▸ **Direction**
Recast these lines as a numbered list, leaving out any blank lines.

▸ **Location identification lines**

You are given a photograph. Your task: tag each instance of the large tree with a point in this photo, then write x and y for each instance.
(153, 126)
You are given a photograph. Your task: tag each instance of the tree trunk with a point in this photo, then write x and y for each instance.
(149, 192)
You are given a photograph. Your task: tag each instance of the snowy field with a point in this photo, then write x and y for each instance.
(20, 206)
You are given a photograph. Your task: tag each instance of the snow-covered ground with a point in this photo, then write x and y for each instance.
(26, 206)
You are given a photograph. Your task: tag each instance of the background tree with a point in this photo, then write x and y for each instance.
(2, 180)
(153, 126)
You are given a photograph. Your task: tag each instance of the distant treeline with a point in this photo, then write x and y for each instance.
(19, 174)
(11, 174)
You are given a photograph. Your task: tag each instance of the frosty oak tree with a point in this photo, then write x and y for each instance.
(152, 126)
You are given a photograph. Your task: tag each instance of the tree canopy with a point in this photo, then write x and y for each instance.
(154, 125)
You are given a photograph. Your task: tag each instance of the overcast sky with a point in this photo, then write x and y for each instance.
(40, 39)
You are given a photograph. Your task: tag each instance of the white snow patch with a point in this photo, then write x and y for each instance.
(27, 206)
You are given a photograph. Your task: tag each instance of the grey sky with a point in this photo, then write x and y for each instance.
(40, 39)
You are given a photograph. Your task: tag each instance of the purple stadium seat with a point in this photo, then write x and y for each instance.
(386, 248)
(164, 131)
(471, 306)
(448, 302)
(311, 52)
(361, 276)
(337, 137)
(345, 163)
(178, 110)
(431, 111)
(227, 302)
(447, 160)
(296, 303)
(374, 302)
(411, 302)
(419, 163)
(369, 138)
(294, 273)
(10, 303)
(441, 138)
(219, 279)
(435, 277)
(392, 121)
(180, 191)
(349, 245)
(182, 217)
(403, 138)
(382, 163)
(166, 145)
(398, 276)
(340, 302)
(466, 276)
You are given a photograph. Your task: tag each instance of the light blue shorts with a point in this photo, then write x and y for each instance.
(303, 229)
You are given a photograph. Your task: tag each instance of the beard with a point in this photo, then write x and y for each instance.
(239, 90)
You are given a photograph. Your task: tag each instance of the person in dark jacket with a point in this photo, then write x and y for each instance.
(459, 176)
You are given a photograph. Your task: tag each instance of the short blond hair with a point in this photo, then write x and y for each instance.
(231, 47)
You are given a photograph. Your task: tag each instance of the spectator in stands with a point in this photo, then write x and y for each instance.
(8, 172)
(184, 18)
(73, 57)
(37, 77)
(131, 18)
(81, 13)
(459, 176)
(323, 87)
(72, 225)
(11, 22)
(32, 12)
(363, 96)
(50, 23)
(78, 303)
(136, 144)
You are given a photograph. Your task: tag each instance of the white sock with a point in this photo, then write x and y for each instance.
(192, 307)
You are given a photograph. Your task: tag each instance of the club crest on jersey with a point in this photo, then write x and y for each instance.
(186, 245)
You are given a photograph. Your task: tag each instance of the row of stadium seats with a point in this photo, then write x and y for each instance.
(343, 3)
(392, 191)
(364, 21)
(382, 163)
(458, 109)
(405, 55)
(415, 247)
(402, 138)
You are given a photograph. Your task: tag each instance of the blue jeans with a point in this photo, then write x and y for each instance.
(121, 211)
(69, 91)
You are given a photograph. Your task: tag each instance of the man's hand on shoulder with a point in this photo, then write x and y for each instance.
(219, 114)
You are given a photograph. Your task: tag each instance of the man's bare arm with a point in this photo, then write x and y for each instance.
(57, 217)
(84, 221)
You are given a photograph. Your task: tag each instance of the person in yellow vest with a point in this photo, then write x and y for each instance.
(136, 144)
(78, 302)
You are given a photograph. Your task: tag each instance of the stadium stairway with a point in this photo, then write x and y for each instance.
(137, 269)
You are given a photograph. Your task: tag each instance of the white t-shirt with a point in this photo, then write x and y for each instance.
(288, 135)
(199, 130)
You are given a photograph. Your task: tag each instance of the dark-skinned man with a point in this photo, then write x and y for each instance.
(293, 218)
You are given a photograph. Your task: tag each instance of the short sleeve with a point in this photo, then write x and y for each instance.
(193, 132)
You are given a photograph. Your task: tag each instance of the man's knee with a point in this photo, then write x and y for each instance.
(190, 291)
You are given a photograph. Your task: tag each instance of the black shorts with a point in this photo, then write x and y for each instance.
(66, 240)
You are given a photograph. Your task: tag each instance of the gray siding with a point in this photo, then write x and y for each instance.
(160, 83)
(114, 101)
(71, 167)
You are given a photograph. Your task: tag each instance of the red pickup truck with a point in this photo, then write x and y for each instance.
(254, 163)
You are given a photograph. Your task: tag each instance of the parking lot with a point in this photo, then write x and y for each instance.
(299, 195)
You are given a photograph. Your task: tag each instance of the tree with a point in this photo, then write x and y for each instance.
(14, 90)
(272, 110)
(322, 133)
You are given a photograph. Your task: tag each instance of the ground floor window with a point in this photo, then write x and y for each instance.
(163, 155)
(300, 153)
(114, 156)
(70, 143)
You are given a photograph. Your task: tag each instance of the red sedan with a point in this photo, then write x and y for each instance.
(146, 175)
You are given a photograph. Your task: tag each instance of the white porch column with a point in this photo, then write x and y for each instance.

▸ **Worked solution**
1. You are given a photograph. Your task: tag each instance of the large tree with a point in this photo, then write x and y for each instance.
2. (153, 126)
3. You are given a photograph. Your task: tag each instance of the tree trunk with a point in this photo, then write x and y for each instance.
4. (149, 192)
5. You are given a photograph. Your task: tag each instance of the snowy field with a point in this photo, then write x and y for each instance.
6. (20, 206)
7. You are given a photograph. Your task: tag each instance of the snow-covered ground with a point in this photo, then write x and y for each instance.
8. (26, 206)
9. You are given a photograph. Your task: tag each instance of the background tree with a point in this photo, then write x and y for each instance.
10. (2, 180)
11. (153, 126)
12. You are given a photograph. Your task: tag each instance of the distant treeline with a point in this photo, then write x and y for each instance.
13. (19, 174)
14. (11, 174)
15. You are given a photograph. Your task: tag each instance of the frosty oak tree with a point in this photo, then write x and y for each instance.
16. (152, 126)
17. You are given a photograph. Your task: tag each instance of the tree canopy with a point in this photo, then write x and y for each instance.
18. (154, 125)
19. You are given a photograph. Your task: tag each instance of the overcast sky with a point in this photo, then write x and y for each instance.
20. (40, 39)
21. You are given a photograph. Your task: tag each instance of the white snow patch with a point in this photo, then write x and y for each instance.
22. (27, 206)
23. You are given a photograph. Your task: tag each instance of the grey sky with a point in this photo, then write x and y for each instance.
24. (40, 39)
25. You are given a photograph. Your task: tag each instance of the purple stadium seat with a point in this photo, then write x and y for each instance.
26. (386, 248)
27. (164, 131)
28. (471, 306)
29. (448, 302)
30. (311, 52)
31. (361, 276)
32. (337, 137)
33. (345, 163)
34. (178, 110)
35. (431, 111)
36. (227, 302)
37. (447, 160)
38. (296, 303)
39. (374, 302)
40. (411, 302)
41. (419, 163)
42. (369, 138)
43. (294, 273)
44. (10, 303)
45. (441, 138)
46. (219, 279)
47. (435, 277)
48. (392, 121)
49. (180, 191)
50. (349, 245)
51. (182, 217)
52. (403, 138)
53. (382, 163)
54. (166, 145)
55. (398, 276)
56. (340, 302)
57. (466, 276)
58. You are given a photograph. Your task: tag each instance of the light blue shorts with a point in this photo, then write x and y for each instance.
59. (303, 229)
60. You are given a photograph. Your task: tag each instance of the beard with a point in this photo, then write x and y for each instance.
61. (239, 90)
62. You are given a photograph. Your task: tag each instance of the person in dark jacket with a point in this photo, then write x and y for each instance.
63. (459, 176)
64. You are given a photograph. Your task: tag each instance of the short blond hair with a point in this photo, then write x and y for each instance.
65. (231, 47)
66. You are given a photograph. Your task: tag each instance of the spectator in stands with a point in this photo, then write x and y for each instance.
67. (8, 172)
68. (184, 18)
69. (73, 57)
70. (37, 77)
71. (131, 18)
72. (81, 13)
73. (459, 176)
74. (323, 87)
75. (72, 225)
76. (11, 22)
77. (32, 12)
78. (363, 96)
79. (50, 23)
80. (78, 303)
81. (136, 144)
82. You are given a photograph. Your task: tag each instance of the white sock with a point in this photo, then write x and y for each instance.
83. (192, 307)
84. You are given a photograph. Your task: tag each instance of the club crest on jersey with a point in this photo, then write x and y for each instance.
85. (186, 245)
86. You are given a photograph. Your task: tag each instance of the row of stadium seats with a point in this photo, then write x and y for each instance.
87. (343, 3)
88. (392, 191)
89. (364, 21)
90. (382, 163)
91. (458, 109)
92. (405, 55)
93. (415, 247)
94. (402, 138)
95. You are given a photograph. Your task: tag each instance of the blue jeans with a point in this photo, then write x and y for each instance.
96. (121, 211)
97. (69, 91)
98. You are given a photograph. Your task: tag each instance of the man's hand on shoulder with a point in this photo, then write x and y for each instance.
99. (219, 114)
100. You are given a photograph. Your task: tag each instance of the man's bare arm with a point in this photo, then write x and y for each instance.
101. (57, 217)
102. (84, 221)
103. You are given a photograph. Your task: tag each instance of the person in yellow vest with a point in this photo, then write x and y for each instance.
104. (136, 144)
105. (78, 302)
106. You are given a photograph. Your task: tag each instance of the stadium stairway with a point in this photo, then write x and y for each instance.
107. (137, 269)
108. You are given a photograph. Your task: tag each instance of the white t-shirt with a point in this photo, then write x and y for each instance.
109. (288, 135)
110. (199, 130)
111. You are given a photograph. Your task: tag each instance of the dark-skinned man with a point in this photo, then write x and y for each instance.
112. (293, 218)
113. You are given a photograph. Your task: tag each instance of the short sleeve with a point in this photo, then write x and y for each instance.
114. (193, 132)
115. You are given a photograph. Your task: tag each instance of the man's knee with a point in this photo, then write x and y for each instance.
116. (190, 291)
117. You are given a photograph. Your task: tag each instance of the black shorts with a point in this photo, then write x and y for each instance.
118. (66, 240)
119. You are given a photograph. Your task: tag each instance of the gray siding with a point in this photo, then write x and y for each instance.
120. (160, 83)
121. (114, 101)
122. (71, 167)
123. You are given a photograph. Your task: tag each instance of the red pickup truck with a point in this photo, then write x and y for each instance.
124. (254, 163)
125. You are given a photograph. Your task: tag each instance of the parking lot with a point in this photo, then write x and y for each instance.
126. (299, 195)
127. You are given a photograph. Your task: tag each instance of the tree with a point in this photo, then write x and y for each instance.
128. (14, 90)
129. (272, 110)
130. (322, 133)
131. You are given a photograph. Your task: tag each instance of the ground floor window with a point in this photo, then write x and y for each instance.
132. (163, 155)
133. (300, 153)
134. (114, 156)
135. (70, 143)
136. You are given a photograph. Your task: tag each instance of the red sedan with a point in this photo, then write x and y for each instance.
137. (146, 175)
138. You are given a photograph. Your task: tag each instance of the white porch column with a point in this photo, then write x and y for each instance.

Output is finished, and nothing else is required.